RAW DATA —

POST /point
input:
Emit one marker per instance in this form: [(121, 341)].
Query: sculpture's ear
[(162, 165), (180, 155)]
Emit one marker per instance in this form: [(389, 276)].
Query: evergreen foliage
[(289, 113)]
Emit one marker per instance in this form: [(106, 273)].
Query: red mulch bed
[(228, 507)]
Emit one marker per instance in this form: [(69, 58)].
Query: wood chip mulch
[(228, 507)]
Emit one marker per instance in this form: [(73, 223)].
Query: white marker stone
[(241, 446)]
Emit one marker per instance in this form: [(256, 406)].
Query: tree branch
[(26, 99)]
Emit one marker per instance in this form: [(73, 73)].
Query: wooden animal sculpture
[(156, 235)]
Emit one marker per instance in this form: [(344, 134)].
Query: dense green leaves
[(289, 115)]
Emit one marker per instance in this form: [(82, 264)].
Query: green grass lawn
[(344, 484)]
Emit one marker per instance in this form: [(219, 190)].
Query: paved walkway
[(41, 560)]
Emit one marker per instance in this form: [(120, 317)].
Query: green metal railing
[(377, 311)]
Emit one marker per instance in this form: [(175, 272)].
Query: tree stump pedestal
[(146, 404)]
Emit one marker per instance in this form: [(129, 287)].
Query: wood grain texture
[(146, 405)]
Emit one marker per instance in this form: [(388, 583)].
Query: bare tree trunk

GOAL — Rewrite the lines that begin with the line containing "Emit one marker per instance in this form: [(219, 190)]." and continue through the final line, replacing "marker" with "pin" and leaving all other text as it stands.

EXERCISE SOLUTION —
Emit one pin per instance in this form: [(219, 190)].
Query: paved walkway
[(41, 560)]
Emit one pin per instance in this form: [(120, 317)].
Query: green metal railing
[(377, 311)]
Emit one pin per instance in this form: [(175, 272)].
Query: tree stump pedestal
[(146, 404)]
Emit one pin per instance in this form: [(129, 287)].
Query: wood grain texture
[(146, 405)]
Emit one pin per instance in this form: [(388, 583)].
Query: bare tree trunk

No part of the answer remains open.